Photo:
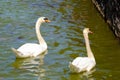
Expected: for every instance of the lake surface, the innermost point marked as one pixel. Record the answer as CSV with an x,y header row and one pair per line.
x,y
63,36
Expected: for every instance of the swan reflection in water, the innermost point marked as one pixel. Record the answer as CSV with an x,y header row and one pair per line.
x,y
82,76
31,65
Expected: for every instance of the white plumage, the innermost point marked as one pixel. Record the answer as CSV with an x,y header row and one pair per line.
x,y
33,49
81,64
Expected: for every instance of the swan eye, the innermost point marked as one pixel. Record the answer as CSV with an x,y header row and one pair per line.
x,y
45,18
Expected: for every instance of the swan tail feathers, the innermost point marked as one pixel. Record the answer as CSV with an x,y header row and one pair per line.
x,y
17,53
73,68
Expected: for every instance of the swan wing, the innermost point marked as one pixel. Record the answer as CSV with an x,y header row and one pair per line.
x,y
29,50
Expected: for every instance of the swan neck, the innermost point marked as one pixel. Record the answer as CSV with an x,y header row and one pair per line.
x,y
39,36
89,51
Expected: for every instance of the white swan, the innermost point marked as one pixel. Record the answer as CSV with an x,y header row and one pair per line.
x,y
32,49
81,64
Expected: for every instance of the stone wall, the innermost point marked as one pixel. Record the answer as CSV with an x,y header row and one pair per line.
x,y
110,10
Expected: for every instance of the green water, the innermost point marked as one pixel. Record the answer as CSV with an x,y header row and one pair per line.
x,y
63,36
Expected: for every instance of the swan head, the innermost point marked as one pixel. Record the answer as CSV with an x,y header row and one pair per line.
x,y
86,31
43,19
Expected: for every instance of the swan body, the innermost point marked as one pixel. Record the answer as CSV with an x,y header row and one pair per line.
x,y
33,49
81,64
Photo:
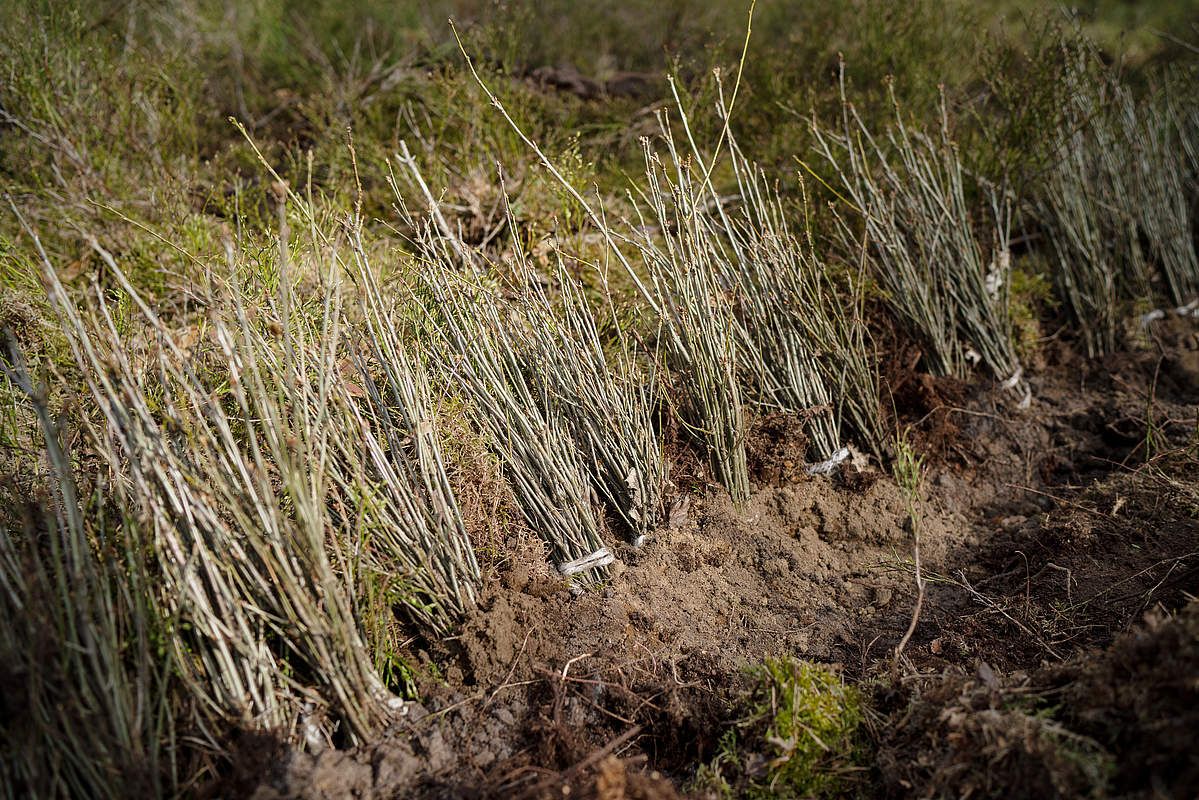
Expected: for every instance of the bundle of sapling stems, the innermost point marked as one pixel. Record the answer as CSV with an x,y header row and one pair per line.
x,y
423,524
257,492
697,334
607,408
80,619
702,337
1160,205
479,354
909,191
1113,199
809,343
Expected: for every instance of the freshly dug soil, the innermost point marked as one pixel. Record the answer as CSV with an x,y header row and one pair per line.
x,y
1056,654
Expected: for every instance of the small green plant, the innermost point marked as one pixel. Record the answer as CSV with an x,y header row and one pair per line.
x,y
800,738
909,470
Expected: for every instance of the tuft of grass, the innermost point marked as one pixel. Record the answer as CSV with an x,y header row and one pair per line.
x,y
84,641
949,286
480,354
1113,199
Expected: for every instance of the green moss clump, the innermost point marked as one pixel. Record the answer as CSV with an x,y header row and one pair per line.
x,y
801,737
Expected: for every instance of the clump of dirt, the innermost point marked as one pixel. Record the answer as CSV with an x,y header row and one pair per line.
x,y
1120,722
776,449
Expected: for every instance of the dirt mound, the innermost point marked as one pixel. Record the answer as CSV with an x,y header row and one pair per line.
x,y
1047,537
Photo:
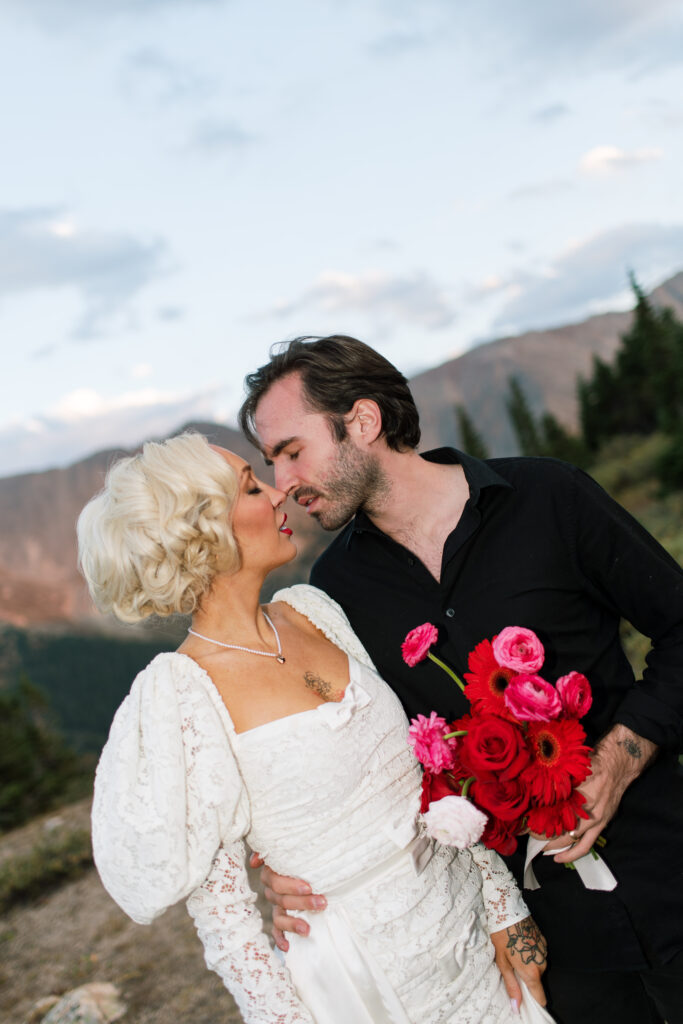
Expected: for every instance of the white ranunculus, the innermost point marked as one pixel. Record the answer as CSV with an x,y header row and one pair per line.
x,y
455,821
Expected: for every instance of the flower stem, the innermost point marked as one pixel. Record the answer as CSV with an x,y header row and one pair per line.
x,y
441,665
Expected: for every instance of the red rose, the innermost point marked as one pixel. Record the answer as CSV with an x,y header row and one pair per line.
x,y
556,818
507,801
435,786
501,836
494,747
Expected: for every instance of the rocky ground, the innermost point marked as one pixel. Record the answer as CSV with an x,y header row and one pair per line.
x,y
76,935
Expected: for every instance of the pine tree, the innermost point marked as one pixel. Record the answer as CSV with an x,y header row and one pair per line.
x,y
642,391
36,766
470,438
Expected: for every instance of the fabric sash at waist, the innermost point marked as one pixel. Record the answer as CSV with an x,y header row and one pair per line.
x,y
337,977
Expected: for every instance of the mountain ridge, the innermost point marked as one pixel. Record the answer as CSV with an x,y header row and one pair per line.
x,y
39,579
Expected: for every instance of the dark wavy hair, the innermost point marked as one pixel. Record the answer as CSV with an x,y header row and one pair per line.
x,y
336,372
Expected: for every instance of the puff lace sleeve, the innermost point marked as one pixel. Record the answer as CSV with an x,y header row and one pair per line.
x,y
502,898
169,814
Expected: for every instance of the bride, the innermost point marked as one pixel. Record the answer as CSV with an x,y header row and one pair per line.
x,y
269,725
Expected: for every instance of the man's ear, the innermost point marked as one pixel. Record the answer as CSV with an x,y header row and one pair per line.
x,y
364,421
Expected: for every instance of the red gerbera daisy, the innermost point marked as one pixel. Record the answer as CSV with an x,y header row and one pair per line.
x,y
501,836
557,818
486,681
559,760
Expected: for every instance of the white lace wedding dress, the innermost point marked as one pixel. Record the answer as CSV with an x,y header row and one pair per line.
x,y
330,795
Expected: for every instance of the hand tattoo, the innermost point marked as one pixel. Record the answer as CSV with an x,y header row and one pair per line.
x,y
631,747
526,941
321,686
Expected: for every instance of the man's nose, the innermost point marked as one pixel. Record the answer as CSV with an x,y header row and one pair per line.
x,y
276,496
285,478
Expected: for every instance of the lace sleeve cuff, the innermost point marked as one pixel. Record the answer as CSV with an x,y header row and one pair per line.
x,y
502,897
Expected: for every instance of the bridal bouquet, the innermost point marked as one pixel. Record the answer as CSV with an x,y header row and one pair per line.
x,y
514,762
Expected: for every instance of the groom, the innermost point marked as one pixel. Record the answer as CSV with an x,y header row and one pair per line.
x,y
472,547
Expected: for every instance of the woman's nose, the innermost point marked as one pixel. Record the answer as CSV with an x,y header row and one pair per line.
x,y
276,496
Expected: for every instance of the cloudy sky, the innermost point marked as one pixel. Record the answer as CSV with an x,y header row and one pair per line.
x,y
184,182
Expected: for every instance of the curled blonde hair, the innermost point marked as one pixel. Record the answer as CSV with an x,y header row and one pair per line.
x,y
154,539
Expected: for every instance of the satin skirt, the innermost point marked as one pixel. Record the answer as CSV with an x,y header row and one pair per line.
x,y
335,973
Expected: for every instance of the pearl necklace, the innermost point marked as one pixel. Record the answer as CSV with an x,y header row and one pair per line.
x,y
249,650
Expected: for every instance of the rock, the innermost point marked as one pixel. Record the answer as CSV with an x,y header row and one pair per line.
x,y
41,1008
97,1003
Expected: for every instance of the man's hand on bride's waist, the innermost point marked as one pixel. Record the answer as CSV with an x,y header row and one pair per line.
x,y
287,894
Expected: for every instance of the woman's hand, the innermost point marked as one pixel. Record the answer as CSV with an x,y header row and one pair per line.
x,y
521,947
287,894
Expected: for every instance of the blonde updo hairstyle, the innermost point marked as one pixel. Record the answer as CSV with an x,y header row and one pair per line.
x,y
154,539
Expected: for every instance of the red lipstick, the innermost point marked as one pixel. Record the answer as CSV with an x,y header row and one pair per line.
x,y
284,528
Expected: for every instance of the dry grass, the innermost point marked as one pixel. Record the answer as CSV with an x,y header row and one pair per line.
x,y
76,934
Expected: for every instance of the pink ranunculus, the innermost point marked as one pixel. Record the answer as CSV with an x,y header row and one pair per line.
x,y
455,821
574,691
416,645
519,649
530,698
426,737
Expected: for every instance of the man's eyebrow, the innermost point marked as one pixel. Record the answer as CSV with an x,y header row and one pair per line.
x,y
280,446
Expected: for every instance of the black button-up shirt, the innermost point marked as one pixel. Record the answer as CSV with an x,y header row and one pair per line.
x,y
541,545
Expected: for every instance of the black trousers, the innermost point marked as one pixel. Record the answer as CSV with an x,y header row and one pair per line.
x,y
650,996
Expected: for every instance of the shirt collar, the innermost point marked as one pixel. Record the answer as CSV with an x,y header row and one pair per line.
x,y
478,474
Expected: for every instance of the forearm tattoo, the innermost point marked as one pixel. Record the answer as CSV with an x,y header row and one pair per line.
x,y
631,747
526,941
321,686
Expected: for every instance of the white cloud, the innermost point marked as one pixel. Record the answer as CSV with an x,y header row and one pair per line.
== == ==
* _Task goal_: Repeat the lines from the one containing "Expected: for every instance of the pink" through the end of the listing, exactly and without any other lines; both ends are included.

* _Exercise result_:
Expected: for every instance of the pink ranunculus, the innermost point marked as one pixel. Record the answer as CSV with an x,y header row and one pair per line.
x,y
455,821
574,691
416,645
519,649
530,698
426,737
Expected: for every instance of the man's eyebrow, the innermost point marked as one pixel. Record the answer as CSV with an x,y header row and one pair per line.
x,y
280,446
Expected: for every instance of the black button-up shirt, the innermost point marked as one pixel. Record the answer as CSV with an x,y header row and one pair per line.
x,y
541,545
Expected: for every instance of the black trousers, the innermost point marked as one pixel. Record the answer as CSV with an x,y header row and one pair per line.
x,y
650,996
Expected: for every instance of the shirt collar, the innermost point marked as one pixel. Record the answer as CSV with an x,y header row and one pair per line.
x,y
478,474
Expected: for every instance of the forearm tattoo, the innermost point marked as one pixel. Record the answer as CSV with an x,y header row and one pair per line.
x,y
631,747
526,941
321,686
Expected: for every instance of the white cloud, the innermost point marked as one pixel. Record the answer as CSV with an x,y header row and one pair per line.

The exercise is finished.